___ GIVEN DATA ___

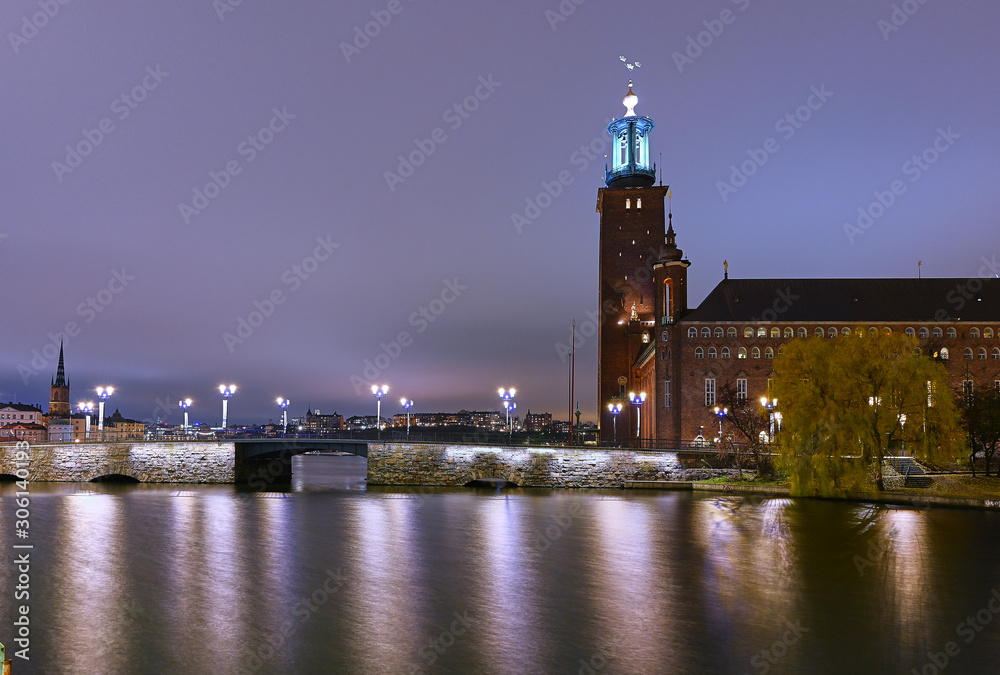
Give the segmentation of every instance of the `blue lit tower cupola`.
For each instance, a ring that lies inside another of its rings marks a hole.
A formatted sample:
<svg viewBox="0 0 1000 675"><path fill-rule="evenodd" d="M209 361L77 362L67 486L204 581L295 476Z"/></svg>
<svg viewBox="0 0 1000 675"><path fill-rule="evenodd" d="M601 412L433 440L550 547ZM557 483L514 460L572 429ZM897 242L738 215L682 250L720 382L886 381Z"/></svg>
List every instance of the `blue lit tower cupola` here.
<svg viewBox="0 0 1000 675"><path fill-rule="evenodd" d="M613 120L608 125L608 133L614 138L611 143L612 167L607 171L605 184L610 188L650 187L656 181L656 165L649 159L649 132L653 130L653 120L635 114L639 97L632 91L632 80L628 81L628 93L622 99L625 116Z"/></svg>

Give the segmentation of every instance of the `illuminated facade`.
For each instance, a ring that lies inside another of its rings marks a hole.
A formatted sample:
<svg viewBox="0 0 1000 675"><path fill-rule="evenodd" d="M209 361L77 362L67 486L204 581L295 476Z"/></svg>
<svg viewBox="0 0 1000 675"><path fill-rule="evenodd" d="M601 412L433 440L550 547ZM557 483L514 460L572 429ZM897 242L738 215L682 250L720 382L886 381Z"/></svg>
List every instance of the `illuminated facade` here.
<svg viewBox="0 0 1000 675"><path fill-rule="evenodd" d="M688 307L687 268L677 248L668 188L654 185L651 120L626 115L608 126L614 164L598 190L601 440L614 439L608 404L621 402L618 441L656 447L712 436L718 396L771 398L773 359L792 339L844 338L864 330L914 336L941 361L952 388L1000 389L1000 279L730 279ZM630 392L646 400L630 405ZM780 402L779 402L780 409ZM637 420L641 427L637 429Z"/></svg>

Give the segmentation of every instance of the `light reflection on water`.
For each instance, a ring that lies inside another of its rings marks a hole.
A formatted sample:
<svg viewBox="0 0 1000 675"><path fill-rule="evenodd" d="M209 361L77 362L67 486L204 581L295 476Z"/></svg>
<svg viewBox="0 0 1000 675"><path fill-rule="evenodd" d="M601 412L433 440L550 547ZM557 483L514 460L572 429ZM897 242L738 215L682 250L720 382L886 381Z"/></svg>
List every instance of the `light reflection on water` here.
<svg viewBox="0 0 1000 675"><path fill-rule="evenodd" d="M269 494L34 485L15 672L909 673L948 640L950 672L1000 672L1000 620L955 631L1000 589L1000 514L295 473Z"/></svg>

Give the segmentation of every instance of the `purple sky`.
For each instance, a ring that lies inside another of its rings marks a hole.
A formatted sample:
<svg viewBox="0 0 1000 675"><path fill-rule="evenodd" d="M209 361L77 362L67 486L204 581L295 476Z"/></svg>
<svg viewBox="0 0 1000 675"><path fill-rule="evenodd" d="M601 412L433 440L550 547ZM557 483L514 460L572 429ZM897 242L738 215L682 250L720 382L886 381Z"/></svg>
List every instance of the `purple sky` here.
<svg viewBox="0 0 1000 675"><path fill-rule="evenodd" d="M995 2L910 0L899 26L872 0L566 0L566 17L557 0L243 0L220 18L225 2L0 8L0 400L48 408L46 345L75 322L74 403L112 384L112 409L139 419L177 422L190 396L218 424L223 382L237 423L277 418L279 395L293 414L373 414L351 381L366 359L387 366L384 412L402 395L495 409L516 386L519 412L565 418L557 343L597 308L605 163L574 153L624 112L619 55L642 64L636 112L656 123L692 305L725 258L734 277L908 277L917 260L970 277L1000 256ZM345 56L372 12L387 25ZM908 164L935 140L933 163ZM387 181L415 141L433 151ZM720 190L748 150L766 162ZM512 214L561 171L572 182L518 231ZM210 174L225 187L196 200ZM258 325L227 345L241 319ZM591 419L596 347L577 356Z"/></svg>

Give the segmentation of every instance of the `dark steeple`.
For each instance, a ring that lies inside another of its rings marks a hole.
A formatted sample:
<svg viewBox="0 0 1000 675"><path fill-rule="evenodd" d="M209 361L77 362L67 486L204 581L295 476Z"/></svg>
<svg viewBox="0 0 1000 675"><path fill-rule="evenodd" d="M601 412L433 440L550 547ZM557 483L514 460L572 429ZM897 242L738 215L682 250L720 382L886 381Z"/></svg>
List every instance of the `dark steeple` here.
<svg viewBox="0 0 1000 675"><path fill-rule="evenodd" d="M53 387L68 387L66 384L66 367L63 365L62 340L59 341L59 369L56 370L56 379L52 382Z"/></svg>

___

**DIRECTIONS:** Copy the listing above word for word, leaving out the pictures.

**ANSWER IN FULL:**
Give the segmentation of every instance of the `blue lit tower cupola`.
For each instance, a ring that lies inside another of its rings marks a hole.
A formatted sample:
<svg viewBox="0 0 1000 675"><path fill-rule="evenodd" d="M209 361L77 362L67 486L204 581L295 476Z"/></svg>
<svg viewBox="0 0 1000 675"><path fill-rule="evenodd" d="M601 412L433 440L550 547ZM557 483L514 460L572 429ZM897 242L738 215L682 250L720 382L886 381Z"/></svg>
List every instance of the `blue lit tower cupola` here.
<svg viewBox="0 0 1000 675"><path fill-rule="evenodd" d="M613 120L608 125L608 133L614 138L611 143L612 167L607 171L605 184L610 188L650 187L656 181L656 165L649 159L649 132L653 130L653 120L635 114L639 97L632 91L632 80L628 81L628 93L622 99L625 116Z"/></svg>

Give the segmentation of every instance of the `illuminated facade`.
For each instance, a ring that lies inside another of its rings marks a hole.
A formatted sample:
<svg viewBox="0 0 1000 675"><path fill-rule="evenodd" d="M209 361L77 362L67 486L204 581L295 476Z"/></svg>
<svg viewBox="0 0 1000 675"><path fill-rule="evenodd" d="M601 412L433 440L550 547ZM557 483L514 460L572 429ZM897 242L738 215L682 250L720 382L886 381Z"/></svg>
List every instance of the `illuminated facade` here.
<svg viewBox="0 0 1000 675"><path fill-rule="evenodd" d="M688 307L687 268L677 248L668 188L654 185L651 120L626 115L608 126L614 164L598 190L601 440L614 439L608 404L621 402L618 441L656 447L712 436L718 396L771 398L773 359L792 339L844 338L864 330L914 336L941 361L952 388L1000 389L1000 279L730 279ZM630 392L646 400L630 405ZM780 402L779 402L780 409ZM637 420L641 427L637 429Z"/></svg>

Give the segmentation of every instance of the `light reflection on water`.
For each instance, a ring that lies inside another of its rings marks a hole.
A formatted sample:
<svg viewBox="0 0 1000 675"><path fill-rule="evenodd" d="M209 361L77 362L67 486L204 581L295 476Z"/></svg>
<svg viewBox="0 0 1000 675"><path fill-rule="evenodd" d="M601 412L433 440L550 547ZM557 483L514 460L572 429ZM897 242L738 215L682 250L720 382L886 381Z"/></svg>
List every instance of the `light reflection on water` here.
<svg viewBox="0 0 1000 675"><path fill-rule="evenodd" d="M269 494L34 485L15 672L909 673L948 640L950 672L1000 672L1000 620L955 631L1000 589L1000 514L295 473Z"/></svg>

Give the segmentation of every instance of the `purple sky`.
For each instance, a ring that lies inside another of its rings marks a hole.
A formatted sample:
<svg viewBox="0 0 1000 675"><path fill-rule="evenodd" d="M209 361L77 362L67 486L204 581L295 476Z"/></svg>
<svg viewBox="0 0 1000 675"><path fill-rule="evenodd" d="M601 412L433 440L550 547ZM557 483L514 460L572 429ZM897 242L738 215L682 250L720 382L886 381Z"/></svg>
List every instance of the `purple sky` here.
<svg viewBox="0 0 1000 675"><path fill-rule="evenodd" d="M995 2L910 0L899 26L872 0L566 0L566 17L557 0L243 0L220 18L225 2L0 8L0 400L48 408L46 345L75 322L74 403L112 384L112 409L139 419L177 422L190 396L218 424L223 382L237 423L277 418L279 395L293 414L373 414L351 381L366 359L387 366L384 412L402 395L495 409L516 386L519 412L565 418L557 343L597 308L605 163L574 153L624 112L619 55L642 64L636 112L656 123L692 305L725 258L734 277L908 277L917 260L970 277L1000 256ZM345 56L372 12L387 25ZM908 164L935 140L933 163ZM387 181L415 141L433 151ZM720 190L748 150L766 162ZM512 214L561 171L572 182L518 231ZM210 174L225 187L196 200ZM258 325L227 345L241 319ZM591 419L596 347L577 356Z"/></svg>

Give the segmentation of every instance of the `dark steeple`.
For each instance, a ring that lies inside another of its rings marks a hole.
A formatted sample:
<svg viewBox="0 0 1000 675"><path fill-rule="evenodd" d="M209 361L77 362L67 486L204 581L295 476Z"/></svg>
<svg viewBox="0 0 1000 675"><path fill-rule="evenodd" d="M601 412L433 440L550 547ZM557 483L514 460L572 429ZM897 242L738 215L682 250L720 382L886 381Z"/></svg>
List every instance of the `dark steeple` here.
<svg viewBox="0 0 1000 675"><path fill-rule="evenodd" d="M53 387L68 387L66 384L66 367L63 365L62 340L59 341L59 369L56 370L56 379L52 382Z"/></svg>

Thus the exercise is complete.